Directions for this task: Report how many of the lines below contain the string "beanie". The match is case-sensitive. Give only the number.
◇ ◇ ◇ ◇
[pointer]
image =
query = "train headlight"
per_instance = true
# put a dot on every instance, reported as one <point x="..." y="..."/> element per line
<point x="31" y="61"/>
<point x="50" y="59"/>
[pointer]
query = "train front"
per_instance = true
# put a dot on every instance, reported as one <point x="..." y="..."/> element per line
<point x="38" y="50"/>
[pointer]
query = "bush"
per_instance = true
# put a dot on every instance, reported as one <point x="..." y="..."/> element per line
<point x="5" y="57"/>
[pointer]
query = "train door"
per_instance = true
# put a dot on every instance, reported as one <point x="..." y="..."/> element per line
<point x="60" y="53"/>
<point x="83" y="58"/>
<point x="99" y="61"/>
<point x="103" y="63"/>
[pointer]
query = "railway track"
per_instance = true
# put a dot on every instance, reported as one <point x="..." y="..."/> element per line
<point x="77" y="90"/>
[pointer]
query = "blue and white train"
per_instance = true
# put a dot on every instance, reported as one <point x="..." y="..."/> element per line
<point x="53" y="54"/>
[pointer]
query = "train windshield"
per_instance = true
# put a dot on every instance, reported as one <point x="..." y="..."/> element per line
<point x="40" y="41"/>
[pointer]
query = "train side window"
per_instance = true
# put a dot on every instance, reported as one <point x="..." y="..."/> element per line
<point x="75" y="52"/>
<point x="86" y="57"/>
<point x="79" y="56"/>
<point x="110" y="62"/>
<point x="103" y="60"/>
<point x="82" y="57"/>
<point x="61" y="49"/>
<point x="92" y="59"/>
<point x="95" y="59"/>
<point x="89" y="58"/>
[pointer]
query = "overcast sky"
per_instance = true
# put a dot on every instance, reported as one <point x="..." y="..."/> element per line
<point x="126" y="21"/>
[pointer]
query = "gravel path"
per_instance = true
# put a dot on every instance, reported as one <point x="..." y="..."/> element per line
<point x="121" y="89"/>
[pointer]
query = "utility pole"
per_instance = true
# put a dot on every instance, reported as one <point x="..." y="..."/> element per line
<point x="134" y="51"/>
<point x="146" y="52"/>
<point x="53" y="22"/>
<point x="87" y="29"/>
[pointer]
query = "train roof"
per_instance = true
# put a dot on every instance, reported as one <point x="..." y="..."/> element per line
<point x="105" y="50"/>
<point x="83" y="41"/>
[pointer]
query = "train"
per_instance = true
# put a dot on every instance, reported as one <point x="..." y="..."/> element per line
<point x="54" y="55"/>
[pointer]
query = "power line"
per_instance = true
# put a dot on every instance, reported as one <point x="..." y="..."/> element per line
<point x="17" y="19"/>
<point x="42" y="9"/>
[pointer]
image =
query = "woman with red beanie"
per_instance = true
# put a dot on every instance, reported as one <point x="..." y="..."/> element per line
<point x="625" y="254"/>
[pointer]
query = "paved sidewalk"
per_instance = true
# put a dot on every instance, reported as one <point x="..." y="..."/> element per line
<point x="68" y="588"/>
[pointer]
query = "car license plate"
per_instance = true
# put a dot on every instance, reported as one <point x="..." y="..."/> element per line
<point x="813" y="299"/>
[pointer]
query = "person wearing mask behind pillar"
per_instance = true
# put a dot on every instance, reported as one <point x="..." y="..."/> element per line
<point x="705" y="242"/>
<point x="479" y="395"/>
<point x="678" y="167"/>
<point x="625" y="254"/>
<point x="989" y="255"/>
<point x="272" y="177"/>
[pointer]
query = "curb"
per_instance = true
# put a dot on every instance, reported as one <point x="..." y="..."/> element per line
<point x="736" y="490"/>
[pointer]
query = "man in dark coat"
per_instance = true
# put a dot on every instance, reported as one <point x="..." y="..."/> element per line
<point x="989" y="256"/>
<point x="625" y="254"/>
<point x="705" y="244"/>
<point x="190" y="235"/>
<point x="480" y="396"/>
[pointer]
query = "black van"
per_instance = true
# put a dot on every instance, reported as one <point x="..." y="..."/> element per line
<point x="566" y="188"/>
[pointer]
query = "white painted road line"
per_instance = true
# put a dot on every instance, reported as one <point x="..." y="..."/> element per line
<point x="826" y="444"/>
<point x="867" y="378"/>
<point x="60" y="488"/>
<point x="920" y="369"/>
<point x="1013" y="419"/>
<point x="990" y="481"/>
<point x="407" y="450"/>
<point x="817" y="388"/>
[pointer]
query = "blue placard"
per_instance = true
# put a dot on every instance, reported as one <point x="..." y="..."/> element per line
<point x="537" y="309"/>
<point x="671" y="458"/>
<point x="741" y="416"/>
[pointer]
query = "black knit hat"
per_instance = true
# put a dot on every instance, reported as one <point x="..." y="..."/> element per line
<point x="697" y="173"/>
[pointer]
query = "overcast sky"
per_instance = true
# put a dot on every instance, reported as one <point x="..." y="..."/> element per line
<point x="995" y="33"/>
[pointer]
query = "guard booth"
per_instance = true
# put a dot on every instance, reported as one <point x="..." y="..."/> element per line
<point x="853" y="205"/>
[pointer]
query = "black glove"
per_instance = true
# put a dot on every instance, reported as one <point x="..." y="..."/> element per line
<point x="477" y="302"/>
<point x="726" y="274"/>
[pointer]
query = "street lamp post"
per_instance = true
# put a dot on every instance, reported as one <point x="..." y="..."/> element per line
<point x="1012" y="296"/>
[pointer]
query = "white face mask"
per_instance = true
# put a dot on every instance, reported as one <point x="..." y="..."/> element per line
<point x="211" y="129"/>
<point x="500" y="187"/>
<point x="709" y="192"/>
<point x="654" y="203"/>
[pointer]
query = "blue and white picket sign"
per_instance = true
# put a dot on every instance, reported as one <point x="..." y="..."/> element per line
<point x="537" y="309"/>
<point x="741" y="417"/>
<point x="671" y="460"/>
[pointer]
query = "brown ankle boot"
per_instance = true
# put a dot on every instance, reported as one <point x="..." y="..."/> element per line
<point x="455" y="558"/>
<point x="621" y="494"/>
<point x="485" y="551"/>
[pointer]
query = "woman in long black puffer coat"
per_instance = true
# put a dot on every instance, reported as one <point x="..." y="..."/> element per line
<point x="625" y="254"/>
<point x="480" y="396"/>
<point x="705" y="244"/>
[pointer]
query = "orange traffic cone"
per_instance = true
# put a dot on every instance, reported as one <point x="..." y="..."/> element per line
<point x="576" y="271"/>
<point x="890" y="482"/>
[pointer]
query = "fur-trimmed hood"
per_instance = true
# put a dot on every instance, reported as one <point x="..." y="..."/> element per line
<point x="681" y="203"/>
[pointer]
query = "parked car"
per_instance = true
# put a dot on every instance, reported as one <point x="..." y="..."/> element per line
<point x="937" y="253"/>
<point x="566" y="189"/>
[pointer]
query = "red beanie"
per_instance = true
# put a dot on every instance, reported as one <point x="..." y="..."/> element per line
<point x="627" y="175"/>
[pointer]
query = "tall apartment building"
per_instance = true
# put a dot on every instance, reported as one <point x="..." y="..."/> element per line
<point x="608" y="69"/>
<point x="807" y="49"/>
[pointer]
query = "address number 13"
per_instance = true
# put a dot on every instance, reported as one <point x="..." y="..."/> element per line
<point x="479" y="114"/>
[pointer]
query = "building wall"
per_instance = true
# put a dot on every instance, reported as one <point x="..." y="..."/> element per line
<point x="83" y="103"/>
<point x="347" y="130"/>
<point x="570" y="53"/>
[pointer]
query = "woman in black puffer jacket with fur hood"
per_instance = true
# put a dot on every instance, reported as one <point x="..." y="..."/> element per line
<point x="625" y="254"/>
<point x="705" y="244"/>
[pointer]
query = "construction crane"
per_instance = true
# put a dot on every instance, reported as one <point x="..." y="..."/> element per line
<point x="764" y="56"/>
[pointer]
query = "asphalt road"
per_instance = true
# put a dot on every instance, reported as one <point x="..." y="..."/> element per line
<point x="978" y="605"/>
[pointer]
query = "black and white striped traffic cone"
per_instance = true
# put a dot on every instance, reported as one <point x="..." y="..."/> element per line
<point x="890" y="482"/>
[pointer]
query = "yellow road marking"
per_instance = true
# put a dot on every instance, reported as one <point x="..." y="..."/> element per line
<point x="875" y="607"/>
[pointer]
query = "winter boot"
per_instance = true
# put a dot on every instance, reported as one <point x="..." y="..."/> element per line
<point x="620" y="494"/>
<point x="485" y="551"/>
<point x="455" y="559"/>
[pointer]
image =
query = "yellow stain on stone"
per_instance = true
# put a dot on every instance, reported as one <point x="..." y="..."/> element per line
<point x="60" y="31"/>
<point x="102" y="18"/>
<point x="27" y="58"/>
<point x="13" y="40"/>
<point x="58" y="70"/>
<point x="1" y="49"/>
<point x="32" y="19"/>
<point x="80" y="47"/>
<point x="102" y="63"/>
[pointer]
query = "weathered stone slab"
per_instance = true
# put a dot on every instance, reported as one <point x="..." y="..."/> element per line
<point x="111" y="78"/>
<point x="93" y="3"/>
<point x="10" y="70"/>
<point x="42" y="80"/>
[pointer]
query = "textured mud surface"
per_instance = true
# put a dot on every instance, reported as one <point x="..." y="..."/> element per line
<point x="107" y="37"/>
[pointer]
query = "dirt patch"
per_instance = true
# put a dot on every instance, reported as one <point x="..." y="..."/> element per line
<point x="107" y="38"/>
◇ ◇ ◇ ◇
Full output: 2